## MATERIAL FOR THE TASK
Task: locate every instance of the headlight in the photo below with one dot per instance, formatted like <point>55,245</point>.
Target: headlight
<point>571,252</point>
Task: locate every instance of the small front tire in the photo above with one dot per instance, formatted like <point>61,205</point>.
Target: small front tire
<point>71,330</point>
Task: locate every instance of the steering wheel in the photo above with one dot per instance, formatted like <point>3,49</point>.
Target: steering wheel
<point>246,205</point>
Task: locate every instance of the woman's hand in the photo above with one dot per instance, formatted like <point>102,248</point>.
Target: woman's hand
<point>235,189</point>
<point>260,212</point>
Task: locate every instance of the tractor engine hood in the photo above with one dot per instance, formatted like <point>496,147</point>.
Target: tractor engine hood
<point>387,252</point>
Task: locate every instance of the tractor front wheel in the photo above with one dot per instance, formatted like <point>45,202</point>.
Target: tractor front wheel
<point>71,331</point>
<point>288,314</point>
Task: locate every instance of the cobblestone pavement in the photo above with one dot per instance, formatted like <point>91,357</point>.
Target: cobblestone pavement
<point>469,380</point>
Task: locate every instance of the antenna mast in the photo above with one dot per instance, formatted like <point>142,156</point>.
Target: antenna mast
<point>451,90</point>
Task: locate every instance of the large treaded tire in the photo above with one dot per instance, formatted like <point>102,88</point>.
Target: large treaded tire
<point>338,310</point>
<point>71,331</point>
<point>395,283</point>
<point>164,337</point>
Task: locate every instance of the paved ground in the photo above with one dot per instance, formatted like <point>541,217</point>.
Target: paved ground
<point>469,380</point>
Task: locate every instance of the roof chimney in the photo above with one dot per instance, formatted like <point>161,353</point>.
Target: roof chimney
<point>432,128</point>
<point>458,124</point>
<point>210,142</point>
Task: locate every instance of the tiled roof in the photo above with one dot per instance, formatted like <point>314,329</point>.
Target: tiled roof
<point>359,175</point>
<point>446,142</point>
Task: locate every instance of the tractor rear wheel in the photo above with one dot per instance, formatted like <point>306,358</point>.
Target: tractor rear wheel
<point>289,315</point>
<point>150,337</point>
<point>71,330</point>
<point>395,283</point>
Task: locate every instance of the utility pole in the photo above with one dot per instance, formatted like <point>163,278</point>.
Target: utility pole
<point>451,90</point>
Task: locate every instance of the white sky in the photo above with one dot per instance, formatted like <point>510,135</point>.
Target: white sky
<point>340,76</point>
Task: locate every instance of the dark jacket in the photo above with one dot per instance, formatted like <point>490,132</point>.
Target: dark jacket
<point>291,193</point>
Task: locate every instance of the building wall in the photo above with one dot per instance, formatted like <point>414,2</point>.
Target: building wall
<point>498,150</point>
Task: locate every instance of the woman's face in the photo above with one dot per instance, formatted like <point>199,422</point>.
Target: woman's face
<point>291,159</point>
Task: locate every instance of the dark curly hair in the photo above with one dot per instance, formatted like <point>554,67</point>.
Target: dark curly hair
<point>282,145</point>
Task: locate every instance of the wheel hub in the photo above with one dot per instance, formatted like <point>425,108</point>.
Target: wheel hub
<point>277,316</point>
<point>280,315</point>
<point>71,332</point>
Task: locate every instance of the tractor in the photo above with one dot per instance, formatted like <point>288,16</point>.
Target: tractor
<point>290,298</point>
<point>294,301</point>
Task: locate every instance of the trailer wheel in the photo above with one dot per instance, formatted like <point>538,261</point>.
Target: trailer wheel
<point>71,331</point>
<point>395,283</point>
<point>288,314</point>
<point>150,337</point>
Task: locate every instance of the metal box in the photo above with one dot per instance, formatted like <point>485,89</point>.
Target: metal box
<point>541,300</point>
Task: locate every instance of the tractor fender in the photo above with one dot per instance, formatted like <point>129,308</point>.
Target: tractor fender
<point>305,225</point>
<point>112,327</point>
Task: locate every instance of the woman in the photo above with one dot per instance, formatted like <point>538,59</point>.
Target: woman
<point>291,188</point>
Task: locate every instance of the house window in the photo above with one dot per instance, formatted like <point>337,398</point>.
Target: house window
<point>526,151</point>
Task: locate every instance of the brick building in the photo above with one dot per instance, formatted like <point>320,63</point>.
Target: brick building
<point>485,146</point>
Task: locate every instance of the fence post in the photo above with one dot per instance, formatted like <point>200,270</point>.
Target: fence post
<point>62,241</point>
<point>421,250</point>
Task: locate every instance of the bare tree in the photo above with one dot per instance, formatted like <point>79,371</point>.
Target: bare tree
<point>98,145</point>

## EXERCISE
Reproduce every item above verbatim, preserving each line as it appears.

## EXERCISE SOLUTION
Task: locate every instance of the headlight in the photo below with one dot per instance, formatted like <point>55,245</point>.
Target: headlight
<point>571,252</point>
Task: locate every instance of the small front tire in the photo above with one dot per instance, formatted like <point>61,205</point>.
Target: small front tire
<point>71,330</point>
Task: locate every instance of the steering wheel in the photo above with one dot per instance, formatted like <point>3,49</point>.
Target: steering wheel
<point>246,205</point>
Task: locate every instance of the woman's hand in the photo above with one dot per instance, formatted like <point>102,248</point>.
Target: woman's hand
<point>235,189</point>
<point>260,212</point>
Task: locate every instance of the tractor engine hood in the photo above with one dot per instance, formatted like <point>496,147</point>.
Target: tractor engine hood
<point>387,252</point>
Task: locate every instance of the tractor front wheel in the photo above with one dot per instance, formatted like <point>45,202</point>.
Target: tractor front wheel
<point>71,331</point>
<point>288,314</point>
Task: locate every instance of the cobblestone pavement in the photo above with one dot per instance, formatted like <point>91,357</point>.
Target: cobblestone pavement
<point>469,380</point>
Task: locate every instance of the antenna mast in the photo above with one dot per instance, formatted like <point>142,156</point>.
Target: antenna mast
<point>451,90</point>
Task: locate every instance of the large treaded tire in the photo above with one dot per instance, formatted like <point>102,88</point>.
Target: large treaded tire
<point>338,310</point>
<point>71,331</point>
<point>395,283</point>
<point>164,337</point>
Task: locate every instance of the paved ground in the photo above with one dot per instance, formatted like <point>541,217</point>.
Target: paved ground
<point>469,380</point>
Task: locate every instance of the roof chimney in the photo above with one dot per instance, formatted like <point>161,353</point>.
Target: roof chimney
<point>432,128</point>
<point>458,124</point>
<point>210,142</point>
Task: locate every instance of the tiled roof in the photo above with one dot per instance, formatted like <point>314,329</point>.
Target: tiled roof
<point>359,175</point>
<point>446,142</point>
Task: locate every instance of the tractor rear wheel in the photo above with one dot per instance, formatted like <point>306,358</point>.
Target: tractor rear wheel
<point>289,315</point>
<point>150,337</point>
<point>71,330</point>
<point>395,283</point>
Task: locate every instance of the utility pole in the photo above with one dot per instance, formatted like <point>163,278</point>.
Target: utility pole
<point>451,90</point>
Task: locate every instance of the white sky in the photo above with one dot per instance, formatted like <point>510,135</point>.
Target: white sky
<point>340,76</point>
Task: locate every instance of the dark jacket in the photo above with one dot per instance, formatted like <point>490,132</point>.
Target: dark jacket
<point>291,193</point>
Task: locate every instance of the building wall in the photo above with one dot per instance, formatted like <point>414,2</point>.
Target: building wall
<point>498,150</point>
Task: locate every instance of the woman's face in the photo above with one dot per instance, formatted like <point>199,422</point>.
Target: woman's face
<point>291,159</point>
Task: locate every instance of the dark curly hair in the photo above with one dot per instance, formatted like <point>554,67</point>.
Target: dark curly hair
<point>282,145</point>
Task: locate every instance of the wheel hub in the photo above with one dot per instance, formatted like <point>425,108</point>.
Target: wheel hub
<point>277,316</point>
<point>280,315</point>
<point>71,332</point>
Task: locate every instance of the tractor in the photo above with one dot per instance, formatted like <point>288,16</point>.
Target: tractor
<point>290,298</point>
<point>294,301</point>
Task: locate every instance of the trailer wheel in the photo above with one dot per instance, formatted like <point>538,261</point>.
Target: trailer wheel
<point>71,331</point>
<point>395,283</point>
<point>288,314</point>
<point>150,337</point>
Task: locate every instance of the metal box in the photo above with one dot per instance, formatted like <point>485,89</point>.
Target: metal box
<point>541,300</point>
Task: locate every instance of the tractor fender in the photo above with one dot per instance, formatted like <point>129,308</point>.
Target: tractor fender
<point>305,225</point>
<point>112,327</point>
Task: locate every instance of the woman in the photo above with one dot per instance, formatted like <point>538,59</point>.
Target: woman
<point>291,188</point>
Task: locate every instance of the house window in the photo above with one dot per instance, formatted like <point>337,398</point>.
Target: house window
<point>526,151</point>
Task: locate every instance of the brick building in the photo above with one dot per instance, formatted like <point>320,63</point>.
Target: brick building
<point>485,146</point>
Task: locate every instance of the fence post in the photo above with one dot per instance, formatted like <point>200,270</point>.
Target: fence post
<point>62,241</point>
<point>421,250</point>
Task: locate every instance of the bare tree in the photo above with one dot per instance, formatted like <point>79,371</point>.
Target: bare tree
<point>98,145</point>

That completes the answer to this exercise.